**Actions to take**
[A] Answer these questions from the article on Indonesia's economic growth:
(i) What growth rate does Merrill Lynch estimate for Indonesia's economy this year?
(ii) What average annual growth rate did the previous five-year development plan period reach?
(iii) What per capita income had Indonesia reached at the end of 1994?
[B] Carry on the article on Indonesia's economic growth, picking up after its last sentence.

**Source excerpt**
--

'RI economy may grow by 7.7%'
'RI economy may grow by 7.7%'
JAKARTA (JP): Merrill Lynch, a U.S. securities company,
estimates that Indonesia's economy will grow by 7.7 percent this
year, as compared with 7.3 percent in 1994.
Merrill Lynch's estimate is much higher than the government's
revised growth projection of 7.1 percent per annum for the sixth
five-year development, ending in 1999.
Unlike the smaller, export-oriented Asian economies, which are
vulnerable to the expected slowdown in the world economy through
1995, the large domestic market should offer Indonesia a
relatively strong cushion, according to the securities company,
which also runs a research department on international economics.
The securities firm said in its monthly review on Asian
economies that Indonesia's economy could post one of its fastest
rates of expansion in recent years before easing to a more
sustainable pace of growth in 1996.
President Soeharto said in his National Day Address at a
plenary session of the House of Representatives here last
Wednesday that the country's annual economic growth target for
the remaining four years of the current Sixth Five Year
Development Plan (Repelita VI) period should be revised upward
from an average of 6.2 percent to 7.1 percent.
The President said that the current growth projection was too
low, given the higher than estimated growth in the last five
years.
The average rate of economic growth in the previous five-year
development plan period reached 8.3 percent per annum, while in
1994, the first year of the current sixth five-year development
plan period, the figure reached 7.3 percent.
Soeharto said that the per-capita income target of US$1,020 by
1999 should be revised upward as the per capita income had
already reached $919 at the end of 1994.

--

[Location annotation dataset excerpts]
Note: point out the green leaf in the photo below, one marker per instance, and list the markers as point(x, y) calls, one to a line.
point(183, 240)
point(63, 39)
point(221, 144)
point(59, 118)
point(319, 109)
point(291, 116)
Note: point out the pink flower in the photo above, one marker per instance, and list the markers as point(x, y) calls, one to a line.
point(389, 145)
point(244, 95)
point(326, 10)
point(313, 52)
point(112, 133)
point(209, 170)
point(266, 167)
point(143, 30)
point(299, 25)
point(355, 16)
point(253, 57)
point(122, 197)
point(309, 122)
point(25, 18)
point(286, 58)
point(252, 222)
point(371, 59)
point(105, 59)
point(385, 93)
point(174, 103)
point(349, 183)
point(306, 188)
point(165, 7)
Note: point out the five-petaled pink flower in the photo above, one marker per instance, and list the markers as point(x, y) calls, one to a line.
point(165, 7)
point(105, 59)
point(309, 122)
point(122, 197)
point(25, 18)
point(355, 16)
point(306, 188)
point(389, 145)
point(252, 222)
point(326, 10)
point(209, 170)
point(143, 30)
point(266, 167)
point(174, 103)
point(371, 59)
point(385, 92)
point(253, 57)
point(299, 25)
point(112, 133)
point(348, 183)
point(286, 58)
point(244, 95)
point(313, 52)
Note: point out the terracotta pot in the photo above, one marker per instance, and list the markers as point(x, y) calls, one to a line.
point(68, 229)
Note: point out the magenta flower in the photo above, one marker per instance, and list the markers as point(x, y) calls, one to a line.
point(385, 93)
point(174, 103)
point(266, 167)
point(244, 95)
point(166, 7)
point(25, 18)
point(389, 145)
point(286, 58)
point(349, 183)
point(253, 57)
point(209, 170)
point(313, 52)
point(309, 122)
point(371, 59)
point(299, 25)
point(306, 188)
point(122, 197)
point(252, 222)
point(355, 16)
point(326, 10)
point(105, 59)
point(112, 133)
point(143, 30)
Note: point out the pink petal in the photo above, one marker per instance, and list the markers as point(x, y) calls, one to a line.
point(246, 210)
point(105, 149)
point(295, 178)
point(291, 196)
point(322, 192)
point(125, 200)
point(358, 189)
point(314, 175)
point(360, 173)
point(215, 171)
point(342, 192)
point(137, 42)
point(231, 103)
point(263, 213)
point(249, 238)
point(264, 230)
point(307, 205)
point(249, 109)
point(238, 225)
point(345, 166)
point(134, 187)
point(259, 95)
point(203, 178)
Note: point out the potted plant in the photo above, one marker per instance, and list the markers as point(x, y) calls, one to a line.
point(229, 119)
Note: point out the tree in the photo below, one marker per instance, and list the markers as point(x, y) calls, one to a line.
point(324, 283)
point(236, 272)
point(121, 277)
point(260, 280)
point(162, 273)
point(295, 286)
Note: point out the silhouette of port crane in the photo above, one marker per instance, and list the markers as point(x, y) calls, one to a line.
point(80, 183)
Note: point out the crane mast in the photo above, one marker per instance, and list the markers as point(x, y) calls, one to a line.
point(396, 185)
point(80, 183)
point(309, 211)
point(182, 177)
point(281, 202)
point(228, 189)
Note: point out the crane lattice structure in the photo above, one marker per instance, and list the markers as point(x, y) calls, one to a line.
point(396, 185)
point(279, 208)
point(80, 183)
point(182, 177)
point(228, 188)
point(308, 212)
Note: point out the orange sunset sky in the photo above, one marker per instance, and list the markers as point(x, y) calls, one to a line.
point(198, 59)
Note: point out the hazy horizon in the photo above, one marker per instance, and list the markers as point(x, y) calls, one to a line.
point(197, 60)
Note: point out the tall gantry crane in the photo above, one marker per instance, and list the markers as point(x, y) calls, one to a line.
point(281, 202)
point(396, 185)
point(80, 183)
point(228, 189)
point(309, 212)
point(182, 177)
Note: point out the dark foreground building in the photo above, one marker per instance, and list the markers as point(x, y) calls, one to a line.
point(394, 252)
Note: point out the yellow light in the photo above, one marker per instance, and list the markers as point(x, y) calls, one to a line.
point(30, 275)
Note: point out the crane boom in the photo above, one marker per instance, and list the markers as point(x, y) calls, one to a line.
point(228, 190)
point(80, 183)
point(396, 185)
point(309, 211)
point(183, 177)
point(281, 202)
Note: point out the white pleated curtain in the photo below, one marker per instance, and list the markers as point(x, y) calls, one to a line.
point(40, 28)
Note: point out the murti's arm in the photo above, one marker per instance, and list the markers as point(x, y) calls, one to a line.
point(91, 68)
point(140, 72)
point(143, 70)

--

**Responses in order**
[A]
(i) 7.7 percent
(ii) 8.3 percent per annum
(iii) $919

[B]
"The low target does not encourage us to work harder, work
more productively and efficiently," the President said in his
speech.
Local economists also expressed optimism that the economic
growth in 1995 would pass President's revised growth target,
given the sharp increase in investment in the last two years.
However, economists Loekman Soetrisno and Nopirin of the
Gadjah Mada University said in Yogyakarta on Saturday that the
higher growth target can only be achieved if the government
eradicates corruption and collusion between businesses and
government officials.
"Corruption and collusion have reached a level which can
hamper the country's economic development," Loekman was quoted by
Antara as saying.
Nopirin, who is also the dean of the university's school of
economics, said collusion had caused the concentration of almost
two-thirds of the country's wealth in the hands of a limited
group of people.
Merrill Lynch said that a buoyant fixed investment growth of
about 12 percent per annum is likely to be the major contributor
to Indonesia's economic expansion, especially as the investment
approvals in the past 12 months get translated into actual
spending.
Investment growth is also likely to be bolstered by ongoing
efforts to improve key infrastructure like electricity supply,
telecommunications and transportation, it said.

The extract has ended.